Extracted data entries
==========

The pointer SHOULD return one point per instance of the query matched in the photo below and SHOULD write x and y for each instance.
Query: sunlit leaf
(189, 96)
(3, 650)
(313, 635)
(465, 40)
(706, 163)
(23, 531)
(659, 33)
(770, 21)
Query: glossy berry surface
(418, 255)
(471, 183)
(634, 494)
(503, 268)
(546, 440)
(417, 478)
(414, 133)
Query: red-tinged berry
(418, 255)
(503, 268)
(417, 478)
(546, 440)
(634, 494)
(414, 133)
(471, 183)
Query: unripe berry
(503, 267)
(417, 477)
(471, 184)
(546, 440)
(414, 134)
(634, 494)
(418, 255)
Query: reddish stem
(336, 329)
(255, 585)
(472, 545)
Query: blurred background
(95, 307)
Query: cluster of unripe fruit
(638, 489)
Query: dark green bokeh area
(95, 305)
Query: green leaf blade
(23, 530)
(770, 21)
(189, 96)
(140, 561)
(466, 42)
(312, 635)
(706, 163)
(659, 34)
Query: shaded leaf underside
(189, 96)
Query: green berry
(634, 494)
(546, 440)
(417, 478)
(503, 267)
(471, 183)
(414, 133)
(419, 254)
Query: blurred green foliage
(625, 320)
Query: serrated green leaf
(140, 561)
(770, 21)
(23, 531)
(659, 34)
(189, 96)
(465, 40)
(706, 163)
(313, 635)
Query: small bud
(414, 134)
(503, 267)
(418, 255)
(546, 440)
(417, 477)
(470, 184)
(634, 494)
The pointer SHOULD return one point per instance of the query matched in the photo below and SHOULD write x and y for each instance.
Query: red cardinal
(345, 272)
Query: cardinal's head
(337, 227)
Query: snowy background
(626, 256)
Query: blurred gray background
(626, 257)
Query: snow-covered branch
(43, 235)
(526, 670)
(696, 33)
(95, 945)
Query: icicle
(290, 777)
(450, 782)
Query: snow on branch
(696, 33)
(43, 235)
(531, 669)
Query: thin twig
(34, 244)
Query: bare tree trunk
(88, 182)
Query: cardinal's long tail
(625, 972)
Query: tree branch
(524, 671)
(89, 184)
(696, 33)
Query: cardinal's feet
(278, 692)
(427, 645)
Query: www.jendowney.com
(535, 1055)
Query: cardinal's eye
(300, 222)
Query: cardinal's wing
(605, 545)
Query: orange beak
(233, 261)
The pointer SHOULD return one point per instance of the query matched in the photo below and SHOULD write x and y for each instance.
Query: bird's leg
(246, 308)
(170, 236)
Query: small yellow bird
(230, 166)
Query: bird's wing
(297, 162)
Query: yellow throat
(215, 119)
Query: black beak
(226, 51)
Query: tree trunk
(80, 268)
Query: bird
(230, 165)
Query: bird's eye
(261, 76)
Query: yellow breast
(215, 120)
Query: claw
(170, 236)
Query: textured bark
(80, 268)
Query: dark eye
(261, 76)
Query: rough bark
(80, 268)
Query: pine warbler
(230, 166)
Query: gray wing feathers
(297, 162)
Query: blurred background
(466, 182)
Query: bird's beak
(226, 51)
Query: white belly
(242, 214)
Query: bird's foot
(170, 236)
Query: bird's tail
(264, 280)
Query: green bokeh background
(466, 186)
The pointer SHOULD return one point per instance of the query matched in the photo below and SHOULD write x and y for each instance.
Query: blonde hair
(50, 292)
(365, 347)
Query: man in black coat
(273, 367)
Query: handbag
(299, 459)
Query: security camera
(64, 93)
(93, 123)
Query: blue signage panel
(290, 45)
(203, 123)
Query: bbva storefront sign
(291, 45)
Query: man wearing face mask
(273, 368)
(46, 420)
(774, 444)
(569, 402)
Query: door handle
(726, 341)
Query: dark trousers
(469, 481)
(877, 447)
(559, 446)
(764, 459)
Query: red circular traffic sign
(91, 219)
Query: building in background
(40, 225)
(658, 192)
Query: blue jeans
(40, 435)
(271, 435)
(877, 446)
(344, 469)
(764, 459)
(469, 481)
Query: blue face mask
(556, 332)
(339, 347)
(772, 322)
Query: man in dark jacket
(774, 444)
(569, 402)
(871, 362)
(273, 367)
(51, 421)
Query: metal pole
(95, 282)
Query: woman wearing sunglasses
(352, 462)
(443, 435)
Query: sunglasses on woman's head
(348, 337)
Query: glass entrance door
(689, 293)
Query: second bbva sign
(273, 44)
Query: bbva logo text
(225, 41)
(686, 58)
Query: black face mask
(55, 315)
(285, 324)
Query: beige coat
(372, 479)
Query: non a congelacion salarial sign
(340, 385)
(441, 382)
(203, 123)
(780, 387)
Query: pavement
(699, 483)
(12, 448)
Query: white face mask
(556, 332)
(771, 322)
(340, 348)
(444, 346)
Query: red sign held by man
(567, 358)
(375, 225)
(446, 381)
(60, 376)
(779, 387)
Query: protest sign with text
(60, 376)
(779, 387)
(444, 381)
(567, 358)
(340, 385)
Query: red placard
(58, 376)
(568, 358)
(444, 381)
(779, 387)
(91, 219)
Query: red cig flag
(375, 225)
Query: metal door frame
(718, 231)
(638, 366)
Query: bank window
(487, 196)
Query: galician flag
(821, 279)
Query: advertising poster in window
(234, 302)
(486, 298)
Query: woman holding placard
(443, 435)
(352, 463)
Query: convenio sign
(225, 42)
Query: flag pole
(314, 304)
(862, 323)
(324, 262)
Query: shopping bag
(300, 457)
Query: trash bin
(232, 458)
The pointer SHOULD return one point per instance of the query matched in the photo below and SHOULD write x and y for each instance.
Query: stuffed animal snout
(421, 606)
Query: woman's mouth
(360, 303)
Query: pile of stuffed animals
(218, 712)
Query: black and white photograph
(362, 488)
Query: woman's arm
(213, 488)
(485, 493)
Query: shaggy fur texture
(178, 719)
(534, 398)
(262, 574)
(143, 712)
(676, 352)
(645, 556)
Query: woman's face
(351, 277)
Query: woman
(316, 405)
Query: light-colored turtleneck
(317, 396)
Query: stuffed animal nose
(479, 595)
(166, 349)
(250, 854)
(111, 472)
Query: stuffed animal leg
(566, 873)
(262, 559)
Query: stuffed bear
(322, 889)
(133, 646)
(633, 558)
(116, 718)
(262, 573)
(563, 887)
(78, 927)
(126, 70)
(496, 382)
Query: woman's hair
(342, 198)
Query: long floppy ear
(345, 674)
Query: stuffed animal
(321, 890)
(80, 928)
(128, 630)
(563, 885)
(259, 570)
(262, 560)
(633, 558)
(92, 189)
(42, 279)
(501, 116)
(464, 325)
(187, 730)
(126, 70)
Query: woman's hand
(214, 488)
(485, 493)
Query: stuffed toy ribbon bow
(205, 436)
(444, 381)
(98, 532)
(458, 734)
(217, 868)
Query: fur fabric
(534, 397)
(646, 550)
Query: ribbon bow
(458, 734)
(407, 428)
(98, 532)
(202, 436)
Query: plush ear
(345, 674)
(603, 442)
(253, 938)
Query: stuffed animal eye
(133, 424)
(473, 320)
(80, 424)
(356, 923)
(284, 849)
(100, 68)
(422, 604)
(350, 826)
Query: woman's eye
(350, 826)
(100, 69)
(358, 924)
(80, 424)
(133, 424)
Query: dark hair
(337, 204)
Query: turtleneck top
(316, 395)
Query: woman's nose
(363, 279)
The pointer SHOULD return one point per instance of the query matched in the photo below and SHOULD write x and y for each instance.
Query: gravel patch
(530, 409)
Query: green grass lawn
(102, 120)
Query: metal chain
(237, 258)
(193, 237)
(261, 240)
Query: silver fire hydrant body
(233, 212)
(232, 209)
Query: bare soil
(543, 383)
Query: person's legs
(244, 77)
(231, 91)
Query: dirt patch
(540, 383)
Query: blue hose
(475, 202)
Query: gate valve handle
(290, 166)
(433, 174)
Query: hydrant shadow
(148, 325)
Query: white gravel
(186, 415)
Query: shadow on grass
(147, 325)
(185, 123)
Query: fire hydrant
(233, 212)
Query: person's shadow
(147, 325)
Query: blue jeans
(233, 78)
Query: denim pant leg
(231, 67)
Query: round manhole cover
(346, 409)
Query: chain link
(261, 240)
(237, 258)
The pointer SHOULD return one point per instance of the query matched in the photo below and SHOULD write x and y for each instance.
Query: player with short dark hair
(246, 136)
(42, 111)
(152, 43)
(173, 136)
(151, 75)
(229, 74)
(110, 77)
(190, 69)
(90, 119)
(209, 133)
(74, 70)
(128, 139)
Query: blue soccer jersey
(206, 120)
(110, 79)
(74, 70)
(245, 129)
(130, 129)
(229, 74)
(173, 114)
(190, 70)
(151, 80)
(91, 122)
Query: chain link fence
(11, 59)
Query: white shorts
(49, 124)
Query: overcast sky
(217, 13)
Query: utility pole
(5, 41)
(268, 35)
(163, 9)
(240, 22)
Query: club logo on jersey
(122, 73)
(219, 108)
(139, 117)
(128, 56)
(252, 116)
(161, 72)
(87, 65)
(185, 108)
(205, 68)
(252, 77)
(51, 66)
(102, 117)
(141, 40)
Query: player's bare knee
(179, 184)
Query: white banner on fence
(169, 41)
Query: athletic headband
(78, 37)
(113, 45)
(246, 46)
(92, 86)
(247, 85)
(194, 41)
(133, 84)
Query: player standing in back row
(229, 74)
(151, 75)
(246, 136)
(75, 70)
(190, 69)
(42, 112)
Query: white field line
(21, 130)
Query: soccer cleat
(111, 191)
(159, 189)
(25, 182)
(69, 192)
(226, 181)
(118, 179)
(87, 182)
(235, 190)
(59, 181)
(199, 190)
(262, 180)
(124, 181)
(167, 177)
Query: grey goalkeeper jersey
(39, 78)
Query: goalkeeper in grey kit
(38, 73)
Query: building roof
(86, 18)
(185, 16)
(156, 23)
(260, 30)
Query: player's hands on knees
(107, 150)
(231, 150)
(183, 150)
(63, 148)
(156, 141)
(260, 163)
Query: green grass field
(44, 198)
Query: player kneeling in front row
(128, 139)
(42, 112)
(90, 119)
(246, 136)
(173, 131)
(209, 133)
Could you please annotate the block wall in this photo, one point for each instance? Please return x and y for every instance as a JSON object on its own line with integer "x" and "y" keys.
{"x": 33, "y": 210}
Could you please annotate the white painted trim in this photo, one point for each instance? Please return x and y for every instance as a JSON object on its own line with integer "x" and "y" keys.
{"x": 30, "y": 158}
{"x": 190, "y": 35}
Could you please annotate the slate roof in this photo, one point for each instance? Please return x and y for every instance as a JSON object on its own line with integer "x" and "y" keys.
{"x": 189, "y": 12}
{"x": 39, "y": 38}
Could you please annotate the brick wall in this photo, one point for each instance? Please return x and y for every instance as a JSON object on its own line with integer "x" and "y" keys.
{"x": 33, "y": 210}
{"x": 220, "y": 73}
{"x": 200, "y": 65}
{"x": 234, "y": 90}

==========

== WHAT YOU SHOULD DO ==
Reproduce exactly the lines from the one containing "Could you please annotate the block" through the last line of the records, both included, and nothing else.

== RESPONSE ==
Could you please annotate the block wall in this photo, one point for each instance? Please return x and y for every instance as a JSON object on its own line with integer "x" and "y" keys.
{"x": 33, "y": 210}
Could you please annotate the white painted trim in this photo, one point for each instance? Please return x and y for every instance as a JSON object on its own line with integer "x" and "y" keys.
{"x": 30, "y": 158}
{"x": 190, "y": 35}
Could you please annotate the slate roof in this photo, one point for each instance? Please return x and y for every instance as a JSON object on its own line with integer "x" and "y" keys.
{"x": 189, "y": 12}
{"x": 39, "y": 38}
Could you please annotate the brick wall in this photo, one point for each instance? Please return x and y for every instance as a JSON object on its own line with integer "x" and "y" keys.
{"x": 33, "y": 210}
{"x": 220, "y": 73}
{"x": 200, "y": 65}
{"x": 234, "y": 90}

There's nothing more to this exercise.